*Work required*.
Every line of the records that holds the word "reddish" should be copied.

(Records excerpted from a collection)

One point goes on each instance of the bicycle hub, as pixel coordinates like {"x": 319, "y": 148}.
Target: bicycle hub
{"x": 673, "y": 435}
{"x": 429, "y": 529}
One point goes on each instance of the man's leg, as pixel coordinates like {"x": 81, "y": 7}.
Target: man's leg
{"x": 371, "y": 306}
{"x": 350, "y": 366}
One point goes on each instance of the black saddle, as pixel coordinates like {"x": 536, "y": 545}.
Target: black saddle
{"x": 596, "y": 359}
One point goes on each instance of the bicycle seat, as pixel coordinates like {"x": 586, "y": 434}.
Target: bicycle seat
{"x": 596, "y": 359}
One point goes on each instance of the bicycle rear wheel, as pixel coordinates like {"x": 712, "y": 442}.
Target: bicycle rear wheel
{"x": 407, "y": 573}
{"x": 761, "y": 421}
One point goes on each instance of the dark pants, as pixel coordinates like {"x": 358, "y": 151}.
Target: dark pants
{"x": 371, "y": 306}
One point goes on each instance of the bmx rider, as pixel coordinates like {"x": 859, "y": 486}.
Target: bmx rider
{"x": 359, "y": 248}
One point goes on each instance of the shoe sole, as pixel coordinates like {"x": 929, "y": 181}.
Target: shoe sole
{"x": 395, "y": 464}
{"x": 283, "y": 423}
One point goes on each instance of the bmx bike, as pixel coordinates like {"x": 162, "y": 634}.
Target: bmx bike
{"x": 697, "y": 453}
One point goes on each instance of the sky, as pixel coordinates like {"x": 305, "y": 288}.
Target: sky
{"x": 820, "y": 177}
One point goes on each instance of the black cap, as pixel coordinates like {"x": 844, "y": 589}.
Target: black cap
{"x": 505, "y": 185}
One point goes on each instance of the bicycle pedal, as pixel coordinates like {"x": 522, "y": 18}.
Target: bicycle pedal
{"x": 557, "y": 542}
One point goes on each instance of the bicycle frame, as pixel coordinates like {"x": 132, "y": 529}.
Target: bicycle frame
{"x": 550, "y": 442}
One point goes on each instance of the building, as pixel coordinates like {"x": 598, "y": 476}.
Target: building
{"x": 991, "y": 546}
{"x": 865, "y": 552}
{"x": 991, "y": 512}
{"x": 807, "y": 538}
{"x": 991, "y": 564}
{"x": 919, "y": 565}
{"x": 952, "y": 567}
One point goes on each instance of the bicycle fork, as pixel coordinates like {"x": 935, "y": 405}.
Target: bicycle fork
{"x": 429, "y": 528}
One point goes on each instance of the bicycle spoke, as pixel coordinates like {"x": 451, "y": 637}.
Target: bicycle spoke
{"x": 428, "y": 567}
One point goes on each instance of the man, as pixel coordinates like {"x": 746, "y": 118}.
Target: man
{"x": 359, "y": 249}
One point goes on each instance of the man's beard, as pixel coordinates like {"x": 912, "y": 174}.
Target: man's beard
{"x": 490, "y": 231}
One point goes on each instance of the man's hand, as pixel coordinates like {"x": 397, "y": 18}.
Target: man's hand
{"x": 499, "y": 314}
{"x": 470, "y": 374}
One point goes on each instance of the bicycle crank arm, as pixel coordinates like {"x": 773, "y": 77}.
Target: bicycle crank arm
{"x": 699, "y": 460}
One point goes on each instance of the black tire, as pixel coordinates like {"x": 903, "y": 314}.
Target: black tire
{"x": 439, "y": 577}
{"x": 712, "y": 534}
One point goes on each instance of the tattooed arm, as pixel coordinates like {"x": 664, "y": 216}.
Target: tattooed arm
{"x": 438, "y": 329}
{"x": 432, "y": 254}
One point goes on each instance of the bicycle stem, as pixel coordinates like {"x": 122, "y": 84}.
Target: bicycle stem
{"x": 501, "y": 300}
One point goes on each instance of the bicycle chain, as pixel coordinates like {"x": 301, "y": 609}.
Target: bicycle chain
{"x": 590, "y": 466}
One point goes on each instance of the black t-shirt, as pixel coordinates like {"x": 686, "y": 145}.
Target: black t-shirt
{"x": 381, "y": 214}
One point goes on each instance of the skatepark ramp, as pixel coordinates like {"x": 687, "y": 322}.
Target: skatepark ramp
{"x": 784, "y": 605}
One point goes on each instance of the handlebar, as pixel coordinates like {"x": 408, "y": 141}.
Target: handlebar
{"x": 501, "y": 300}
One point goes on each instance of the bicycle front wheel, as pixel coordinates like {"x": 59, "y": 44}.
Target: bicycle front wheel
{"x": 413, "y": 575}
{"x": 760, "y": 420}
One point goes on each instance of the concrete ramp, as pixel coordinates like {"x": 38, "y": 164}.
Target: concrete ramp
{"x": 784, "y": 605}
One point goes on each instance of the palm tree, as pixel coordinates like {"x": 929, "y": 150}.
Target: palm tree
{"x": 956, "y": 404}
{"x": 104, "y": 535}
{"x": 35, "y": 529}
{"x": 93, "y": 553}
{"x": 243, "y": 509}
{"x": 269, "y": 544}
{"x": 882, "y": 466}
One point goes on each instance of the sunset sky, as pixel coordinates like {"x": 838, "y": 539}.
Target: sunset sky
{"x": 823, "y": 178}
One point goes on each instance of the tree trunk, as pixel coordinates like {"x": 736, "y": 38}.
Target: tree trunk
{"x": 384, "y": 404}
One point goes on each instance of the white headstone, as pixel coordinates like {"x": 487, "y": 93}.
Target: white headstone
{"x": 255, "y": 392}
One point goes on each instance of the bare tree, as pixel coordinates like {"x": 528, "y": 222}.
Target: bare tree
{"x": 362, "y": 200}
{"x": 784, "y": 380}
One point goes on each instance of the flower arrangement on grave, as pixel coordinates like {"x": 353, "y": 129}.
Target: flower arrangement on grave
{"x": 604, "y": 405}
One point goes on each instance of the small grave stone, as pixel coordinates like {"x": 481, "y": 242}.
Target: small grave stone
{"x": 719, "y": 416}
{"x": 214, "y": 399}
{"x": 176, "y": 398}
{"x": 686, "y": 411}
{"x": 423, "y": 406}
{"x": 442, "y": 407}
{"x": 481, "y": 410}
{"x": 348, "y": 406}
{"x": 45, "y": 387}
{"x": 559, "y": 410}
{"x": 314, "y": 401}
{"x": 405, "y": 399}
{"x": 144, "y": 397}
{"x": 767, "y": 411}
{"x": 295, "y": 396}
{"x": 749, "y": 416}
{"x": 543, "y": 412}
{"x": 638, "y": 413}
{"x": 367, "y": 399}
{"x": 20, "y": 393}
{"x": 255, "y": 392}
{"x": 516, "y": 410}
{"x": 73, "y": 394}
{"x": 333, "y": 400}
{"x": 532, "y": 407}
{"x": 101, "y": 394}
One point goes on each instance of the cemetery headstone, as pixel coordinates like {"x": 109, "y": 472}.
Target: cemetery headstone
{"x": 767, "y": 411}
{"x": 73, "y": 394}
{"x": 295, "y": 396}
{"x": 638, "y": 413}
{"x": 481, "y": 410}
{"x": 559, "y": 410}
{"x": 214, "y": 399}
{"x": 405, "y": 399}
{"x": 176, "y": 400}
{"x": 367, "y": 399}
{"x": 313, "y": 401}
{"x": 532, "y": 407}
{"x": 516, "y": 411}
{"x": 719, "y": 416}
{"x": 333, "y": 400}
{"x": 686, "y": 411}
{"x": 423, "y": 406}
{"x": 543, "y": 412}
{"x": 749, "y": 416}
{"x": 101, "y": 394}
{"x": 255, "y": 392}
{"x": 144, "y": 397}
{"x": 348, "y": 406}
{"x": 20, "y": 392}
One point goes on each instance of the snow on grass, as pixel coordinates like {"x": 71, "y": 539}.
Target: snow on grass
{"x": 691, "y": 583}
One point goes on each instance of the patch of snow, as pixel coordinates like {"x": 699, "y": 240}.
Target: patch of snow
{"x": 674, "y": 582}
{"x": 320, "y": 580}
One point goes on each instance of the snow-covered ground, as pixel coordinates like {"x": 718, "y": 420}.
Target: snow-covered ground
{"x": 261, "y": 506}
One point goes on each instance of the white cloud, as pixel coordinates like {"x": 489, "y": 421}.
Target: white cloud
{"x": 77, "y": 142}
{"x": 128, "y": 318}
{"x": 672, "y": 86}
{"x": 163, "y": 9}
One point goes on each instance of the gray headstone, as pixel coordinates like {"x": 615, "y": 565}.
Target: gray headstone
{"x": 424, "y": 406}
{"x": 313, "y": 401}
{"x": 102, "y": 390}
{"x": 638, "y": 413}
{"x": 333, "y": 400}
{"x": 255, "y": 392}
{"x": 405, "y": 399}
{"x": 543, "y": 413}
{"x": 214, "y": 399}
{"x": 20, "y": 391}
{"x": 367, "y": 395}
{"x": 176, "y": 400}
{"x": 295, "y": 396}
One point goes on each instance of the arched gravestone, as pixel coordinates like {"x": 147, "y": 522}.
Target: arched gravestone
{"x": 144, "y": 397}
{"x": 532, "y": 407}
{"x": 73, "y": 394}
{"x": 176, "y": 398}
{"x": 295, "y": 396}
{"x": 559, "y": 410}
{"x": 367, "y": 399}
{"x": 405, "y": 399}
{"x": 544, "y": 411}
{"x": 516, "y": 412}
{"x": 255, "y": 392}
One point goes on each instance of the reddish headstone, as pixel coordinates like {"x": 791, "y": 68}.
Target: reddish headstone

*Solution*.
One point goes on each instance of the reddish headstone, as pixel coordinates like {"x": 791, "y": 68}.
Target: reddish headstone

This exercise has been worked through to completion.